+++ Texto para leitura +++
Hoje eu reverencio uma pessoa de quem, até
recentemente, nunca tinha ouvido falar e de quem, provavelmente, nunca
conhecerei mais nada de sua obra. O motivo disso é simples: o autor, Frei
António das Chagas, segundo descobri no Google, nasceu em 1631 e suas obras
talvez só sejam encontradas em bibliotecas públicas (onde entrei pela última
vez no final da década de 1960).
Mas uma das poesias (um soneto) que ele
escreveu tem duas características que prezo muito: a marca da inteligência e
criatividade e o tema, que é a passagem do tempo (uma de minhas obsessões
depois dos cinquenta anos).
Por ter escrito esse poema incrivelmente bem bolado – que
trata da batalha perdida contra a passagem desse filho da puta (o tempo,
lógico) – minha reverência hoje é para Frei António das Chagas.
Acrescento ainda que encontrei na web duas versões ligeiramente diferentes para
o terceiro e para o quarto verso (prova de que a internet é a pátria da
prostituição literária). Mantive a que descobri primeiro.
+++ Registros salvos +++
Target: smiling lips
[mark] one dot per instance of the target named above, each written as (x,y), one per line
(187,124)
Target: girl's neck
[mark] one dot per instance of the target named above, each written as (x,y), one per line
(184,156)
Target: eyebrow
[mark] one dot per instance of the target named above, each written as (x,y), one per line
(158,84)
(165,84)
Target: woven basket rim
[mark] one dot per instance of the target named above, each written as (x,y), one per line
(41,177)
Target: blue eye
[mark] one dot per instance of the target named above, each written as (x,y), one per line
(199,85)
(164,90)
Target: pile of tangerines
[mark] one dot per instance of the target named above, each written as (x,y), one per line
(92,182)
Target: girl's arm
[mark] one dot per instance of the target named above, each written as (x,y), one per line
+++
§ **O que fazer**:
1. Responda com base no texto sobre Frei António das Chagas:
(a) Em que ano ele nasceu?
(b) Qual é o tema do soneto?
(c) Para quais versos do poema foram achadas duas versões na web?
2. Copie do texto sobre Frei António das Chagas, sem mudar nada, o trecho que começa em "Hoje eu reverencio" e segue até "década de 1960).".
3. Continue o texto sobre Frei António das Chagas, escrevendo o que viria logo depois da última frase.

§ **Respostas**:
1.
(a) Em 1631.
(b) A passagem do tempo.
(c) Para o terceiro e o quarto verso.

2.
Hoje eu reverencio uma pessoa de quem, até
recentemente, nunca tinha ouvido falar e de quem, provavelmente, nunca
conhecerei mais nada de sua obra. O motivo disso é simples: o autor, Frei
António das Chagas, segundo descobri no Google, nasceu em 1631 e suas obras
talvez só sejam encontradas em bibliotecas públicas (onde entrei pela última
vez no final da década de 1960).

3.
A título de brincadeira, diria que esse
soneto incrível é a versão seiscentista da letra da música "Epitáfio",
gravada pelos Titãs. Divirtam-se.
Deus pede estrita conta do meu tempo,
E eu vou, do meu tempo, dar-Lhe conta;
Para dar minha conta feita a tempo,
O tempo foi-me dado, e não fiz conta.
Mas, como dar, sem tempo, tanta conta,
Eu que gastei sem conta, tanto tempo?
Não quis, sobrando tempo, fazer conta,
Hoje quero dar conta, e não tenho
tempo.
Ó vós, que tendes tempo sem ter conta,
Não gasteis vosso tempo em passatempo
Cuidai, enquanto é tempo, em vossa
conta.
Pois aqueles que, sem conta, gastam
tempo,
Quando tempo chegar de prestar conta,
Chorarão, como eu, o não ter tempo.
(Frei Antonio das Chagas )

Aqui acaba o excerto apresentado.